SOURCE TEXT -
=== Section Start ===

‘Prescriptions for OxyContin have fallen nearly 40% since 2010, meaning billions in lost revenue for its Connecticut manufacturer, Purdue Pharma…
In Brazil, China and elsewhere, the companies are running training seminars where doctors are urged to overcome “opiophobia” and prescribe painkillers. They are sponsoring public awareness campaigns that encourage people to seek medical treatment for chronic pain. They are even offering patient discounts to make prescription opioids more affordable.’
Steps 2 Recovery is the London-based winner of the Maxie Richards Addiction charity award. It was set up in 2010 to help for ex-offenders break the addiction-fuelled cycle of prison sentences and homelessness. In July 2014, S2R began a rolling 12 week abstinence-based day programme in Stoke Newington, in partnership with St Mungo’s Broadway. There, they are able to support six resident clients and six day clients, and the remarkable impact of their work can be seen in this moving film.
As S2R’s work reminds us, the fight against addiction remains a frontline concern in the battle against homelessness, debt and dependency. It also reminds us that addiction can come from many sources. The United States – where an epidemic of opioid addiction to liberally prescribed painkiller Oxycontin has so far claimed over 200,000 lives – models the new frontier of addiction now emerging in the UK and Europe: one that is created, treated and served by the health system itself.
Opioid addiction ravages lives. Long term use sensitises nerves and induces pain (ensuring a harrowing cycle of dependency), prevents sleep, induces infection and puts users at high risk of fatal overdose as the drug becomes less and less effective. As The New Scientist reports, Opioid prescriptions have ‘soared’ in the UK, ‘mainly because doctors are increasingly warned not to leave patients suffering. A recent study suggests prescriptions for patients without cancer rose about seven-fold between 2000 and 2010’. In Spain, too, opioid-based pain relief is up 7-fold since 2007; similar trends can be seen in other nations, including Brazil and China and India.

=== Section End ===

DATASET -
=== Section Start ===

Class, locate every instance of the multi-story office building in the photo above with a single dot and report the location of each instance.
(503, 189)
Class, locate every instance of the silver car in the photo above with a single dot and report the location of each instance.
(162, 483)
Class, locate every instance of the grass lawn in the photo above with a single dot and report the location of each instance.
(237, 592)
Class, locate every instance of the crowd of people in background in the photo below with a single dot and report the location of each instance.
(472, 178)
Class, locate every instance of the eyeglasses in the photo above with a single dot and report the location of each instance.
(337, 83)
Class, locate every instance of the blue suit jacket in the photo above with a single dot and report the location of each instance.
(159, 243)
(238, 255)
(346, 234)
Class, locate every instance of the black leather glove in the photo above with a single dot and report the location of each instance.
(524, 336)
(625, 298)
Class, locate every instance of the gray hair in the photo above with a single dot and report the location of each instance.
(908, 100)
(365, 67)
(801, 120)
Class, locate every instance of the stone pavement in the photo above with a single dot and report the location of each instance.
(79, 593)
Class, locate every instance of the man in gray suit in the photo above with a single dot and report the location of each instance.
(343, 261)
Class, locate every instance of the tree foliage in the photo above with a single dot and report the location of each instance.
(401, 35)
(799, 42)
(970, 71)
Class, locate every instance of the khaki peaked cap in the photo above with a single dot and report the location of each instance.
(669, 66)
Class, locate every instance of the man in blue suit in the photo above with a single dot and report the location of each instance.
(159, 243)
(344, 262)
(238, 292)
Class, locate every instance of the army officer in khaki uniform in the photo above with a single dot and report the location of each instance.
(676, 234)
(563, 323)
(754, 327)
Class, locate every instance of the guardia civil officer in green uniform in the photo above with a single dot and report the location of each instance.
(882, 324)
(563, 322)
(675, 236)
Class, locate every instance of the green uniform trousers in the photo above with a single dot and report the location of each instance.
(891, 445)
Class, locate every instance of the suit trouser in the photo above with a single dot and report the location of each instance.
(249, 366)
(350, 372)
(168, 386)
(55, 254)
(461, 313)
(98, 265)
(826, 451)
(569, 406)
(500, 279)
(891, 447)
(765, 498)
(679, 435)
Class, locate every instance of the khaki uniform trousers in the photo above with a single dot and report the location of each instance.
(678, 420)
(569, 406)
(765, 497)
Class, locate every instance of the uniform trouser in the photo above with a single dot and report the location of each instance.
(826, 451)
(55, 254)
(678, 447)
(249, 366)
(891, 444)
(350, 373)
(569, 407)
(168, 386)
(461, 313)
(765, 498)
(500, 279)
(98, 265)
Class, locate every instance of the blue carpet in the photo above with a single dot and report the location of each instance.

=== Section End ===

ACTIVITY A -
Where did Steps 2 Recovery begin its 12 week day programme in July 2014, according to the opioid addiction article?
ACTIVITY B -
Please repeat word for word the stretch of the opioid addiction article from "As S2R’s work" through "health system itself.".

YOUR SOLUTION A -
In Stoke Newington, in partnership with St Mungo's Broadway.

YOUR SOLUTION B -
As S2R’s work reminds us, the fight against addiction remains a frontline concern in the battle against homelessness, debt and dependency. It also reminds us that addiction can come from many sources. The United States – where an epidemic of opioid addiction to liberally prescribed painkiller Oxycontin has so far claimed over 200,000 lives – models the new frontier of addiction now emerging in the UK and Europe: one that is created, treated and served by the health system itself.